● Selection:
+---+

LeetCode 160 - Intersection of Two Linked Lists

Difficulty: easy

Problem Description

English (Intersection of Two Linked Lists)

Given the heads of two singly linked-lists headA and headB, return the node at which the two lists intersect. If the two linked lists have no intersection at all, return null.

For example, the following two linked lists begin to intersect at node c1:

graph LR

node_a1(("a1"))
node_a2(("a2"))

node_b1(("b1"))
node_b2(("b2"))
node_b3(("b3"))

node_c1(("c1"))
node_c2(("c2"))
node_c3(("c3"))

node_a1 ---> node_a2
node_b1 ---> node_b2 ---> node_b3

node_a2 ---> node_c1
node_b3 ---> node_c1

node_c1 ---> node_c2 ---> node_c3

The test cases are generated such that there are no cycles anywhere in the entire linked structure.

Note that the linked lists must retain their original structure after the function returns.

Custom Judge:

The inputs to the judge are given as follows (your program is not given these inputs):

• intersectVal - The value of the node where the intersection occurs. This is 0 if there is no intersected node.
• listA - The first linked list.
• listB - The second linked list.
• skipA - The number of nodes to skip ahead in listA (starting from the head) to get to the intersected node.
• skipB - The number of nodes to skip ahead in listB (starting from the head) to get to the intersected node.

The judge will then create the linked structure based on these inputs and pass the two heads, headA and headB to your program. If you correctly return the intersected node, then your solution will be accepted.

Example 1:

graph LR

node_a1((4))
node_a2((1))

node_b1((5))
node_b2((6))
node_b3((1))

node_c1((8))

+---+

● Given material:

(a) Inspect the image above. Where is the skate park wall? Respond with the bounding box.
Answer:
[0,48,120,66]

+---+

● Challenges:
1) List every input that the custom judge receives in the linked-list intersection problem.
2) Copy out the passage of the linked-list intersection problem from "The inputs to" up to and including "listA (starting from the head) to get to the intersected node.".

● Task-by-task outputs:
1) intersectVal, listA, listB, skipA, skipB

2)
The inputs to the judge are given as follows (your program is not given these inputs):

• intersectVal - The value of the node where the intersection occurs. This is 0 if there is no intersected node.
• listA - The first linked list.
• listB - The second linked list.
• skipA - The number of nodes to skip ahead in listA (starting from the head) to get to the intersected node.